-- START OF Extracted information --
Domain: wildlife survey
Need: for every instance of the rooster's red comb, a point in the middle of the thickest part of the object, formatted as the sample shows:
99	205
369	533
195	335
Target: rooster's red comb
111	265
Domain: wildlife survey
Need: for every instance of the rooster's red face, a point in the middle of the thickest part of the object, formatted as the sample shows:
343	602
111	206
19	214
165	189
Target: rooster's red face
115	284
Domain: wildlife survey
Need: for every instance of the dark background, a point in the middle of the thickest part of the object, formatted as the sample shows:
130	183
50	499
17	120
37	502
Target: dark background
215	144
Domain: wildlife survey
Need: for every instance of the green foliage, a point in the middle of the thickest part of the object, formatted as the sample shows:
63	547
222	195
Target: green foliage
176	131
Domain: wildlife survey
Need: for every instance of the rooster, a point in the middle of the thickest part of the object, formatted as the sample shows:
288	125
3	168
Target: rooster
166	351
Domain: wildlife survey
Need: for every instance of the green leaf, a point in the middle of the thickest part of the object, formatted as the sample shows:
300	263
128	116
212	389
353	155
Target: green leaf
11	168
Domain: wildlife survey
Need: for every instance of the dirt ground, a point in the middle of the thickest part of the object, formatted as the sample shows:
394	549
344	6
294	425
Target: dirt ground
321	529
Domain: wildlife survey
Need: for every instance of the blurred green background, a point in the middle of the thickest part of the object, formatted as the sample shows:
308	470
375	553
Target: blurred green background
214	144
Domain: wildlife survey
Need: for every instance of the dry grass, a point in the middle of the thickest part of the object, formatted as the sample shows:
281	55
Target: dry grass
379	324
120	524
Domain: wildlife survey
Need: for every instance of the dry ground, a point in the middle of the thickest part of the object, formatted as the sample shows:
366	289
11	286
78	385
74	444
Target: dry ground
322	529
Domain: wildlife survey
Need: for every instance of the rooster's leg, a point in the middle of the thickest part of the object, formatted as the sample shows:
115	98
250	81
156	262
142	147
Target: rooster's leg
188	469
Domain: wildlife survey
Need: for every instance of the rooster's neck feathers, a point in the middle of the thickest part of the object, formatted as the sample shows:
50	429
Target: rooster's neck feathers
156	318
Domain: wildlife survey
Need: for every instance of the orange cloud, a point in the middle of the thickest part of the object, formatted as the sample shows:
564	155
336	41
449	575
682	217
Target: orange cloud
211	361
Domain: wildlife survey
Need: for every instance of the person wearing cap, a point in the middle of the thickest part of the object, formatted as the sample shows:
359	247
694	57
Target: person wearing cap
-- END OF Extracted information --
Task instructions -
Each line in the material above must be retyped without alteration.

Complete answer -
Domain: wildlife survey
Need: for every instance of the rooster's red comb, a point in the middle of the thickest part of the object, formatted as the sample shows:
99	205
369	533
195	335
Target: rooster's red comb
111	265
Domain: wildlife survey
Need: for every instance of the rooster's red face, a point in the middle of the thickest part of the object, formatted as the sample shows:
343	602
111	206
19	214
165	189
Target: rooster's red face
115	284
Domain: wildlife survey
Need: for every instance of the dark background, a point in the middle of the thickest part of the object, formatted as the sample shows:
130	183
50	499
17	120
37	502
Target: dark background
215	144
Domain: wildlife survey
Need: for every instance of the green foliage, a point in the middle of the thickest part of the object, formatted as the sample shows:
63	547
222	195
Target: green foliage
176	131
Domain: wildlife survey
Need: for every instance of the rooster, a point in the middle of the thickest part of the object, formatted as the sample shows:
288	125
3	168
Target: rooster
166	351
Domain: wildlife survey
Need: for every instance of the green leaf, a point in the middle of the thickest part of the object, formatted as the sample shows:
300	263
128	116
212	389
353	155
Target: green leaf
11	168
Domain: wildlife survey
Need: for every instance of the dirt ground, a point in the middle of the thickest part of the object, formatted as the sample shows:
394	549
344	6
294	425
Target: dirt ground
321	529
Domain: wildlife survey
Need: for every instance of the blurred green background, a point in the middle of the thickest part of the object, formatted as the sample shows:
308	470
375	553
Target: blurred green background
214	144
Domain: wildlife survey
Need: for every instance of the dry grass, a point in the middle of the thickest part of the object, formatted as the sample shows:
281	55
Target: dry grass
379	324
120	524
Domain: wildlife survey
Need: for every instance of the dry ground, a point in the middle of the thickest part of the object, formatted as the sample shows:
366	289
11	286
78	385
74	444
Target: dry ground
322	529
Domain: wildlife survey
Need: for every instance of the rooster's leg, a point in the middle of the thickest part of the object, formatted as the sample shows:
115	98
250	81
156	262
142	147
Target: rooster's leg
188	469
Domain: wildlife survey
Need: for every instance of the rooster's neck feathers, a point in the middle of the thickest part of the object, formatted as the sample shows:
50	429
Target: rooster's neck feathers
156	318
Domain: wildlife survey
Need: for every instance of the orange cloud, a point in the middle of the thickest part of the object, formatted as the sample shows:
564	155
336	41
449	575
682	217
Target: orange cloud
211	361
Domain: wildlife survey
Need: for every instance of the person wearing cap, a point in the middle of the thickest part of the object, formatted as the sample shows:
359	247
694	57
Target: person wearing cap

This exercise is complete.